Work item: Exactly as they appear, output all of the entries.

[Extracted data entries]
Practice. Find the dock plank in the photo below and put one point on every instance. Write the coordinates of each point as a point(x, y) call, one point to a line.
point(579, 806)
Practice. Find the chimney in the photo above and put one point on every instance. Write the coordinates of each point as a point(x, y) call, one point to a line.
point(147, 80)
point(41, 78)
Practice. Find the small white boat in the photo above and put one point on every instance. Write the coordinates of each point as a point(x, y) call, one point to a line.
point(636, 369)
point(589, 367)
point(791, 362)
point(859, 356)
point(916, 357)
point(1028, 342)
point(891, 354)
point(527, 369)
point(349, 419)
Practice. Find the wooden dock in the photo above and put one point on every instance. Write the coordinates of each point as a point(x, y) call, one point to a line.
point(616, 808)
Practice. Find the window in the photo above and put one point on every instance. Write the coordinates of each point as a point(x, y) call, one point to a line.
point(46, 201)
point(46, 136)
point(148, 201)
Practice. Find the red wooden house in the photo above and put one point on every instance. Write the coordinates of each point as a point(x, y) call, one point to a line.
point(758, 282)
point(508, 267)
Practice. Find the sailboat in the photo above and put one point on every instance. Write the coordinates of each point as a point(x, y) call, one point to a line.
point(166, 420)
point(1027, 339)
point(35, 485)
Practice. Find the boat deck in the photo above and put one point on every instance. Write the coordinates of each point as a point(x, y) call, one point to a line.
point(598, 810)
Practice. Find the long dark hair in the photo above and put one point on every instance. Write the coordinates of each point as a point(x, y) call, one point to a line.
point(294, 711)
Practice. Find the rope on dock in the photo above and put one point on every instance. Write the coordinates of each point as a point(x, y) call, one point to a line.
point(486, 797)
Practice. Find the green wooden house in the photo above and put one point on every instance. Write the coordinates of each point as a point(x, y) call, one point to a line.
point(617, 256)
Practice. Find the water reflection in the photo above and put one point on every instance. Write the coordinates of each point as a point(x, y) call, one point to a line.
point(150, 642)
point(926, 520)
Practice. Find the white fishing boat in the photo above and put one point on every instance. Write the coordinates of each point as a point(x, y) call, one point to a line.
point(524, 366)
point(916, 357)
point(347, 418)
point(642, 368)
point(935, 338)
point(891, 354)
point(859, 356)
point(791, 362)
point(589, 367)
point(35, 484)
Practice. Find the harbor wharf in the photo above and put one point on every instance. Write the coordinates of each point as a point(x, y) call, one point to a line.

Answer box:
Practice. Find the dock plank in the photo below and put one point on every instance. Write the coordinates of each point as a point(x, y) call, one point to a line.
point(579, 806)
Practice. Find the chimney in the photo above and put one point on every instance. Write the coordinates of each point as a point(x, y) call, one point to a line.
point(147, 80)
point(41, 78)
Practice. Find the small white boat in the photo above and put one point on every instance. Write the coordinates of each point as a point(x, y) call, one point to a line.
point(636, 369)
point(589, 367)
point(791, 362)
point(859, 356)
point(916, 357)
point(1028, 342)
point(891, 354)
point(527, 369)
point(349, 419)
Practice. Find the wooden dock in the photo above and put one point on every instance. Write the coordinates of each point as a point(x, y) call, one point to a line.
point(616, 808)
Practice. Find the window in the photo above and put one point on every instance. Write the coordinates of each point as a point(x, y) call, one point to a line.
point(46, 201)
point(46, 136)
point(148, 201)
Practice. Find the red wooden house in the photo above and put one point on every instance. Write the coordinates of each point as a point(x, y) call, one point to a line.
point(758, 282)
point(508, 267)
Practice. Find the sailboat in the photo above and put one point on every instance. Write the coordinates of each point as a point(x, y) call, one point to a line.
point(166, 420)
point(1027, 339)
point(35, 485)
Practice. Find the boat deck in the photo above and put one point on every instance. Write the coordinates of each point as a point(x, y) call, one point to a line.
point(598, 810)
Practice. Find the long dark hair in the photo above and put one point on every instance. Write the coordinates of each point as a point(x, y) call, one point to a line.
point(294, 711)
Practice. Find the rope on dock in the photo above and put one point on every instance. Write the coordinates of each point as a point(x, y) call, one point to a line.
point(486, 797)
Practice. Find the green wooden house in the photo above and put one point on every instance. Write the coordinates of each point as a point(x, y) call, one point to a line.
point(617, 256)
Practice. Find the water reflection in the photo above and put one point on every instance. Write the coordinates of each point as a point(x, y) call, one point to a line.
point(150, 642)
point(926, 520)
Practice. Find the white fishing boat in the photo above and put one point on every instance. Write the coordinates of each point as a point(x, y) call, one point to a line.
point(524, 366)
point(916, 357)
point(347, 418)
point(642, 368)
point(935, 338)
point(891, 354)
point(859, 356)
point(791, 362)
point(589, 367)
point(35, 484)
Practice. Find the harbor wharf in the photo above and put one point on every instance. Write the coordinates of each point as a point(x, y) call, one point to a line.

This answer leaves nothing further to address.